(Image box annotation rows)
— BEGIN —

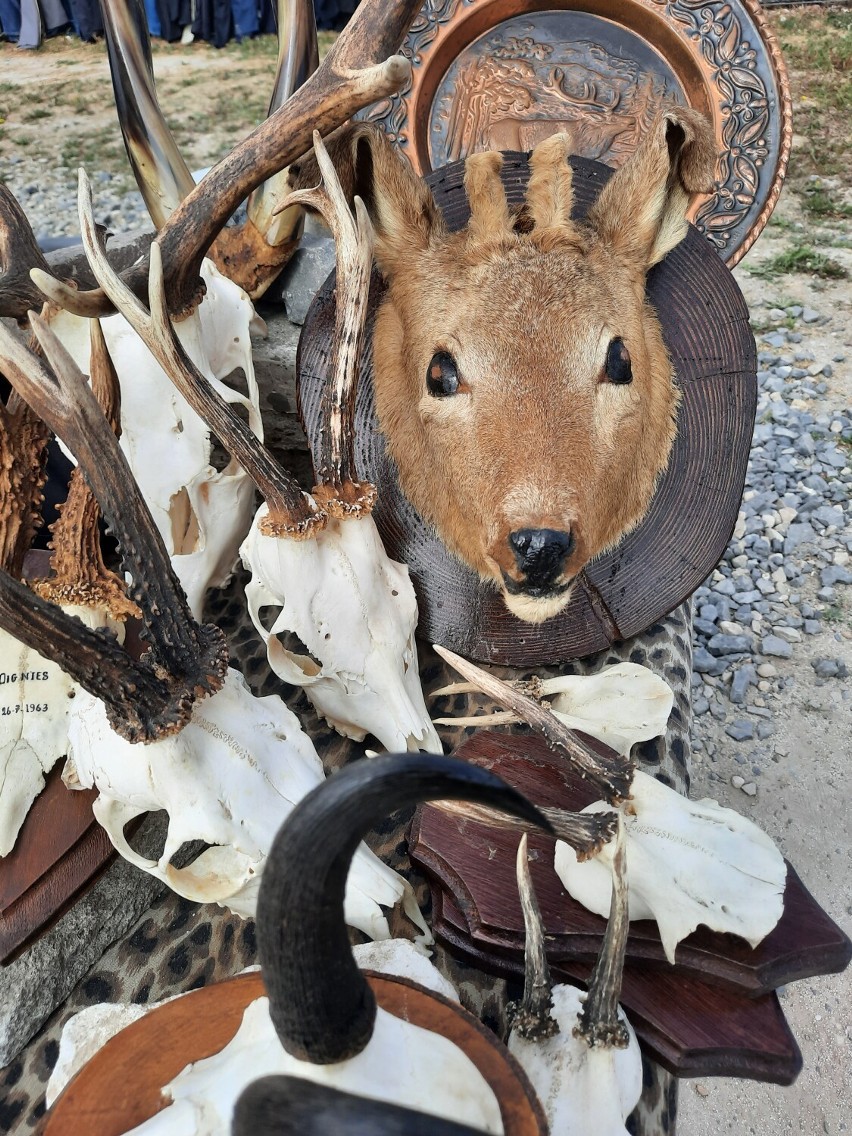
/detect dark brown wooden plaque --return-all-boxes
[41,974,546,1136]
[410,732,852,997]
[432,895,802,1085]
[359,0,793,266]
[410,732,852,1084]
[296,154,757,667]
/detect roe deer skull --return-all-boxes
[291,107,715,623]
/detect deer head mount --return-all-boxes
[291,107,716,623]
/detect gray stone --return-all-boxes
[760,635,793,659]
[819,565,852,587]
[811,659,849,678]
[707,635,751,654]
[784,521,815,557]
[729,665,758,705]
[725,720,754,742]
[270,233,334,324]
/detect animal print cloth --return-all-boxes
[0,577,692,1136]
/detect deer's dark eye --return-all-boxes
[426,351,459,399]
[603,337,633,385]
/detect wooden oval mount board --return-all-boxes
[296,153,757,667]
[41,971,548,1136]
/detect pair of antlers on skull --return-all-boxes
[290,107,716,623]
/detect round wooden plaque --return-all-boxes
[42,971,548,1136]
[296,153,757,667]
[359,0,793,267]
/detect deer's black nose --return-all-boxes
[509,528,574,592]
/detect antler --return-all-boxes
[0,314,227,741]
[103,0,318,299]
[434,644,635,804]
[70,170,325,538]
[102,0,195,228]
[282,131,376,517]
[33,0,419,319]
[0,182,50,319]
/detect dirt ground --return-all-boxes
[0,10,852,1136]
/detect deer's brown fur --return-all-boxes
[291,107,715,621]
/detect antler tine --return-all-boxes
[32,319,142,620]
[0,312,227,692]
[34,0,420,319]
[0,314,227,742]
[210,0,319,300]
[101,0,195,228]
[434,643,634,804]
[282,131,376,516]
[70,169,325,538]
[0,181,50,319]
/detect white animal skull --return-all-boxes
[241,506,442,753]
[49,260,264,619]
[64,669,428,938]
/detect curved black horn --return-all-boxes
[231,1077,493,1136]
[257,753,550,1064]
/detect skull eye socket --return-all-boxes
[426,351,460,399]
[602,336,633,386]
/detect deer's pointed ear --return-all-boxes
[289,123,446,276]
[586,106,717,269]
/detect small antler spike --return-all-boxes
[526,134,576,234]
[33,319,142,620]
[433,643,635,804]
[574,817,630,1049]
[512,833,559,1041]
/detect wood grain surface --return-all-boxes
[41,972,546,1136]
[432,895,802,1085]
[296,153,757,667]
[410,730,852,997]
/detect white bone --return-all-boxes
[0,605,124,857]
[121,997,503,1136]
[554,771,787,963]
[508,985,642,1136]
[240,506,442,753]
[45,938,449,1108]
[44,260,262,619]
[64,669,428,938]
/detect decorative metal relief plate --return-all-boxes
[360,0,792,266]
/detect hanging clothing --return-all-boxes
[145,0,160,35]
[157,0,192,43]
[192,0,234,48]
[0,0,20,43]
[68,0,103,43]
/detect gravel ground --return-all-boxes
[2,99,852,1136]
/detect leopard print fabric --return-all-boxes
[0,576,692,1136]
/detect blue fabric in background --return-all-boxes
[145,0,160,35]
[0,0,20,40]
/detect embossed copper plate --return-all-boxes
[360,0,793,267]
[296,153,757,667]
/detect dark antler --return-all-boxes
[34,0,420,319]
[0,314,227,741]
[70,170,325,538]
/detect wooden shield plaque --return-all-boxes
[296,154,757,667]
[359,0,793,266]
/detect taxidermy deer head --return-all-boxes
[291,107,716,623]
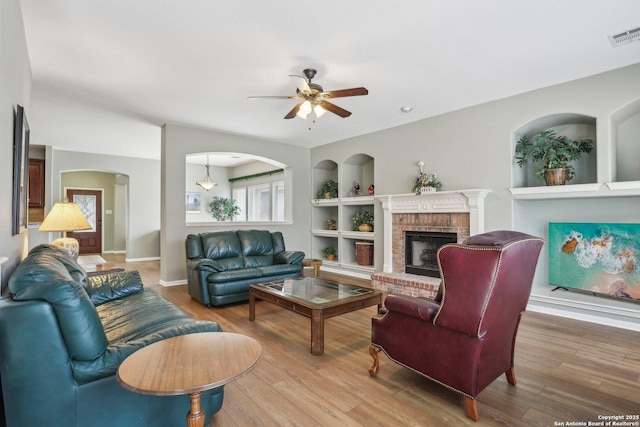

— END —

Lay out the rows above as a numbered list with no blank lines, covering every row. Leave the pictures out of the list.

1. /detect dark brown wooden plaque --return-all-boxes
2. [41,974,546,1136]
3. [410,732,852,997]
4. [432,895,802,1085]
5. [359,0,793,266]
6. [410,732,852,1084]
7. [296,154,757,667]
8. /detect roe deer skull --return-all-boxes
9. [291,107,715,623]
10. /detect deer head mount --return-all-boxes
11. [291,107,716,623]
12. /detect gray stone --return-all-boxes
13. [760,635,793,659]
14. [819,565,852,587]
15. [811,659,849,678]
16. [707,635,751,654]
17. [784,521,815,557]
18. [729,665,758,705]
19. [725,720,754,742]
20. [270,233,334,324]
21. /detect animal print cloth --return-all-boxes
22. [0,577,692,1136]
23. /detect deer's dark eye --return-all-boxes
24. [426,351,459,399]
25. [603,337,633,385]
26. /detect wooden oval mount board --return-all-boxes
27. [296,153,757,667]
28. [41,971,548,1136]
29. /detect pair of antlers on skull --return-all-boxes
30. [290,107,716,623]
31. /detect round wooden plaque --return-all-boxes
32. [42,971,548,1136]
33. [296,153,757,667]
34. [359,0,793,267]
35. /detect deer's black nose --return-all-boxes
36. [509,528,574,592]
37. /detect antler --return-all-boxes
38. [0,314,227,741]
39. [103,0,318,299]
40. [434,644,635,804]
41. [70,170,325,538]
42. [102,0,195,228]
43. [282,131,376,517]
44. [33,0,419,319]
45. [0,182,50,319]
46. /detect dirt ground --return-all-boxes
47. [0,10,852,1136]
48. /detect deer's brown fur --return-all-boxes
49. [291,107,715,621]
50. /detect antler tine --return-all-boxes
51. [32,319,142,620]
52. [0,312,227,692]
53. [34,0,420,319]
54. [0,314,227,742]
55. [210,0,319,300]
56. [101,0,195,228]
57. [434,643,634,804]
58. [282,131,376,516]
59. [70,169,325,538]
60. [0,181,50,319]
61. /detect white animal skull --return-all-boxes
62. [241,506,442,753]
63. [49,260,264,619]
64. [64,669,428,938]
65. /detect curved black horn --return-all-boxes
66. [231,1077,493,1136]
67. [257,753,550,1064]
68. /detect skull eye socket --return-all-boxes
69. [426,351,460,399]
70. [602,336,633,386]
71. /detect deer's pointed ear --return-all-boxes
72. [289,123,446,276]
73. [586,106,717,269]
74. /detect small antler spike --return-all-boxes
75. [526,134,576,234]
76. [33,319,142,620]
77. [433,643,635,804]
78. [574,817,630,1049]
79. [512,833,559,1041]
80. /detect wood grain surface --return-all-boxes
81. [41,972,546,1136]
82. [432,895,802,1085]
83. [296,153,757,667]
84. [410,730,852,997]
85. /detect white bone --return-all-boxes
86. [0,605,124,857]
87. [121,997,503,1136]
88. [554,771,787,963]
89. [508,985,642,1136]
90. [240,506,442,753]
91. [45,938,449,1108]
92. [44,260,262,619]
93. [64,669,428,938]
94. /detect decorative metal relief plate --return-all-boxes
95. [360,0,792,266]
96. /detect hanging clothing --return-all-boxes
97. [145,0,160,35]
98. [157,0,192,43]
99. [192,0,234,48]
100. [0,0,20,43]
101. [68,0,103,43]
102. /detect gravel ground --return-all-boxes
103. [2,99,852,1136]
104. /detect leopard print fabric --return-all-boxes
105. [0,576,692,1136]
106. /detect blue fabric in background --return-all-boxes
107. [145,0,160,35]
108. [0,0,20,40]
109. /detect embossed copper plate --return-all-boxes
110. [360,0,793,267]
111. [296,153,757,667]
112. /detect dark antler --return-all-boxes
113. [34,0,420,319]
114. [0,314,227,741]
115. [70,170,325,538]
116. /detect wooden shield plaque --return-all-boxes
117. [296,154,757,667]
118. [359,0,793,266]
119. /detect taxidermy deer head --return-all-boxes
120. [291,107,716,623]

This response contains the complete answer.